── Information supplied

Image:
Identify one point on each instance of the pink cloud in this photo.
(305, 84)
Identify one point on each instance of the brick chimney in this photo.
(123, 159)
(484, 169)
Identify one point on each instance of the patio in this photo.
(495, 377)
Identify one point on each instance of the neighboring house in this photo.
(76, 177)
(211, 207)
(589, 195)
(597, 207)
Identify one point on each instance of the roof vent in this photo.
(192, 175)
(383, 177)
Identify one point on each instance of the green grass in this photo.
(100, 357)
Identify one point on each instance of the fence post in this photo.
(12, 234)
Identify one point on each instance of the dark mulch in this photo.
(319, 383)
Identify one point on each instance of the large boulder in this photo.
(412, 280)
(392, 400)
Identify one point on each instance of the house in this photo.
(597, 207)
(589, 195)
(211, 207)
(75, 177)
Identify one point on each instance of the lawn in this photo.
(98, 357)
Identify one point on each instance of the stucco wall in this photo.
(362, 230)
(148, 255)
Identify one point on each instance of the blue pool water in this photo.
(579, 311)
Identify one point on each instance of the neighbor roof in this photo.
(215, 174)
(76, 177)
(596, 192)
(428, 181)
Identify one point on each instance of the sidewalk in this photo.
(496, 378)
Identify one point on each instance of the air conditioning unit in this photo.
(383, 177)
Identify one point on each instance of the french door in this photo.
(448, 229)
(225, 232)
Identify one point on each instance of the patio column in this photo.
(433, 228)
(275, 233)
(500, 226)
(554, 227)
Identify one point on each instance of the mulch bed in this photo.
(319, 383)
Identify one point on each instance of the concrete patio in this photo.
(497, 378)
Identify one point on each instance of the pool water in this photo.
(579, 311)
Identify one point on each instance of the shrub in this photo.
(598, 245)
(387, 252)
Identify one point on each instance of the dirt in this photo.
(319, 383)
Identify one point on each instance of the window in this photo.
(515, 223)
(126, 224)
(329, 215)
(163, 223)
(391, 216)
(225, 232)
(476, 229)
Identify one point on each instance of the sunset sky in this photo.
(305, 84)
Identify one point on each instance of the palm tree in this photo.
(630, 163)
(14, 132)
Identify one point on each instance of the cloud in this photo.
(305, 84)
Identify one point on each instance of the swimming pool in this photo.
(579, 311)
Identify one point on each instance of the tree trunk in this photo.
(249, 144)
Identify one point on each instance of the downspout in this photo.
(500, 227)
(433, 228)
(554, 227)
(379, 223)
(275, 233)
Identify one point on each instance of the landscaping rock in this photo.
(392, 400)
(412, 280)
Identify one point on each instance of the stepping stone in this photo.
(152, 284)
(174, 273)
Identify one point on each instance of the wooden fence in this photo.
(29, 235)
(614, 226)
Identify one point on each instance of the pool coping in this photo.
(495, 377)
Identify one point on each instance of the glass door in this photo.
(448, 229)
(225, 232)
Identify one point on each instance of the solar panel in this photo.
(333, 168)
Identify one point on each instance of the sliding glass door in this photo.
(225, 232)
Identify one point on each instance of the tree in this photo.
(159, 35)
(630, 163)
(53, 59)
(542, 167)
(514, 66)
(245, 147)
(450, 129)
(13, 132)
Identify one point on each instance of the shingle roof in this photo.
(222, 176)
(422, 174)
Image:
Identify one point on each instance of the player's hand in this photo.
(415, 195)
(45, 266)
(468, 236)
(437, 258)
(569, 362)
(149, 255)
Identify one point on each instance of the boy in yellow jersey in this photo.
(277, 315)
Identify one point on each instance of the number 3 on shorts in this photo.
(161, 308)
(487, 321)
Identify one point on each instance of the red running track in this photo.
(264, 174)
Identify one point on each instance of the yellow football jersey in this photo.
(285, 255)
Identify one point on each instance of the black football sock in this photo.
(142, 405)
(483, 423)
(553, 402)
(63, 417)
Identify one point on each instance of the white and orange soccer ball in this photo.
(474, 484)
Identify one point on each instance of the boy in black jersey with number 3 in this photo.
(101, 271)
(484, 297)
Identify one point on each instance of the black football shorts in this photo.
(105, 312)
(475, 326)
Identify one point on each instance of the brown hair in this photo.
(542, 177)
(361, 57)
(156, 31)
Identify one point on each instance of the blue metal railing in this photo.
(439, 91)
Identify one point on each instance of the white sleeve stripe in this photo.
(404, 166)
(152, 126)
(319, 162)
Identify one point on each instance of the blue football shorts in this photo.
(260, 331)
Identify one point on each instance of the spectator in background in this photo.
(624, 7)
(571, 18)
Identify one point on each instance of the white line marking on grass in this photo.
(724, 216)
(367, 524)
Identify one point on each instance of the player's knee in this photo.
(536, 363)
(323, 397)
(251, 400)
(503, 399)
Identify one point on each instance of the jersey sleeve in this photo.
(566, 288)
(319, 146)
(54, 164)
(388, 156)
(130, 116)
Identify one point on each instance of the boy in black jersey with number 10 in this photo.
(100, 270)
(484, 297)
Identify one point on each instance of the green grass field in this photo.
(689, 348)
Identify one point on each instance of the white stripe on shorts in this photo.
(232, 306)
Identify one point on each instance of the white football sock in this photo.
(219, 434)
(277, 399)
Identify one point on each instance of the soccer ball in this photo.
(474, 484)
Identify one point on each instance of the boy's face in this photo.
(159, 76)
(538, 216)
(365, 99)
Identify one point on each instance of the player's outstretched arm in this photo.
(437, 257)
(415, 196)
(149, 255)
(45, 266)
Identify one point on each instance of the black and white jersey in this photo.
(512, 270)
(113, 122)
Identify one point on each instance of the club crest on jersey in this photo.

────

▶ To do
Update the records above so that every "Identify" becomes "Locate", keeping everything else the same.

▶ Solved problem
Image:
Locate one point on each instance of the pink cloud in this photo.
(305, 84)
Locate one point on each instance of the brick chimney in this photo.
(123, 159)
(484, 169)
Locate one point on each instance of the patio in this photo.
(495, 377)
Locate one point on each instance of the neighboring house in this photo.
(76, 177)
(211, 207)
(589, 195)
(597, 207)
Locate one point on each instance of the roof vent in this photo.
(192, 175)
(383, 177)
Locate one point on each instance of the green grass in this photo.
(100, 357)
Locate one point on each instance of the fence post in this photo.
(12, 234)
Locate one point on each instance of the dark mulch in this photo.
(319, 383)
Locate one point on each instance of the large boulder in this photo.
(412, 280)
(392, 400)
Locate one point on each instance of the house in this photo.
(597, 207)
(589, 195)
(211, 207)
(75, 177)
Locate one point on each instance of the lawn in this photo.
(98, 357)
Locate one point on each instance of the stucco wall in this photo.
(362, 230)
(148, 255)
Locate one point on each instance of the blue pool water in this photo.
(579, 311)
Locate one point on each instance of the neighbor roof in this photo.
(215, 174)
(76, 177)
(596, 192)
(428, 181)
Locate one point on each instance of the sidewalk in this photo.
(496, 378)
Locate one point on each instance of the air conditioning unit in this photo.
(383, 177)
Locate one point on each instance of the french door in this photo.
(448, 229)
(225, 232)
Locate one point on each instance of the patio column in this photo.
(433, 228)
(275, 233)
(500, 226)
(554, 227)
Locate one point on each instance of the mulch bed in this photo.
(319, 383)
Locate one point on each instance of the concrete patio in this photo.
(497, 378)
Locate one point on each instance of the pool water in this photo.
(579, 311)
Locate one point on each instance of the shrub in this photo.
(598, 245)
(387, 252)
Locate one point on each instance of the dirt in this photo.
(319, 383)
Locate one point on each instance of the window in this photo.
(515, 223)
(126, 224)
(329, 215)
(163, 223)
(391, 216)
(225, 232)
(476, 229)
Locate one point on each instance of the sunset sky in this photo.
(305, 84)
Locate one point on each instance of the palm tree in this photo.
(630, 163)
(14, 132)
Locate one point on each instance of the cloud in this photo.
(305, 84)
Locate one point on each instance of the swimming pool in this photo.
(579, 311)
Locate one point on each instance of the tree trunk in this photo.
(249, 144)
Locate one point on each instance of the downspout in this photo.
(500, 227)
(433, 228)
(554, 227)
(379, 223)
(275, 233)
Locate one point on each instance of the landscaping rock in this photo.
(392, 400)
(412, 280)
Locate one point on each instance of the stepping stone in this photo.
(152, 284)
(174, 273)
Locate one point on each instance of the wooden fence in this photo.
(29, 235)
(614, 226)
Locate one point on each instance of the pool coping in this photo.
(495, 377)
Locate one point on each instance of the glass door in this photo.
(448, 229)
(225, 232)
Locate one point on each instance of the solar panel in this photo.
(333, 168)
Locate one point on each instance of the sliding glass door in this photo.
(225, 232)
Locate one point on each instance of the tree in this photo.
(159, 35)
(630, 163)
(53, 59)
(542, 167)
(514, 66)
(245, 147)
(450, 129)
(13, 132)
Locate one point on each instance of the shingle roof in this photo.
(222, 176)
(422, 174)
Image:
Locate one point on each instance of the player's hand in this photo.
(415, 195)
(45, 266)
(468, 236)
(437, 258)
(569, 362)
(149, 255)
Locate one point on each instance of the boy in yellow jersey in this photo.
(277, 315)
Locate one point on each instance of the number 3 on shorts in this photo.
(161, 308)
(487, 321)
Locate one point on each instance of the red running track in this photo.
(264, 174)
Locate one point on each instance of the yellow football jersey in this photo.
(285, 255)
Locate one point on each instance of the black football sock in this photo.
(142, 405)
(483, 423)
(553, 402)
(63, 417)
Locate one point on each instance of the white and orange soccer ball in this photo.
(474, 484)
Locate one point on each instance of the boy in black jersey with number 3 in this photo.
(101, 271)
(484, 297)
Locate one point on each instance of the black football shorts in this photo.
(105, 312)
(475, 326)
Locate one point on each instance of the brown hair in this photo.
(542, 177)
(361, 57)
(156, 31)
Locate one point on each instance of the blue metal railing in this photo.
(439, 91)
Locate one point on each instance of the white sleeve stripe in this photo.
(404, 166)
(152, 126)
(319, 162)
Locate one point on each instance of the blue football shorts in this photo.
(260, 331)
Locate one point on each instance of the spectator in background in this photo.
(624, 7)
(571, 18)
Locate one point on each instance of the white line marking on grass in this photo.
(724, 216)
(367, 524)
Locate one point on each instance of the player's knee in this photo.
(536, 363)
(323, 397)
(251, 400)
(503, 399)
Locate one point on each instance of the jersey sleeve in this photo.
(566, 288)
(319, 146)
(54, 164)
(388, 156)
(130, 116)
Locate one point on each instance of the boy in black jersey with number 10 in this photo.
(100, 270)
(484, 297)
Locate one point on each instance of the green grass field in this photo.
(689, 348)
Locate one point on each instance of the white stripe on shorts in this photo.
(232, 306)
Locate one point on each instance of the white football sock in this photo.
(219, 434)
(277, 399)
Locate one point on each instance of the soccer ball in this photo.
(474, 484)
Locate one point on each instance of the boy's face in this photo.
(159, 76)
(538, 216)
(365, 99)
Locate one point on each instance of the player's outstretched arm in this photo.
(437, 257)
(415, 196)
(149, 255)
(45, 266)
Locate one point on each instance of the black and white jersey in this photo.
(512, 270)
(113, 122)
Locate one point on each instance of the club crest on jersey in this photo.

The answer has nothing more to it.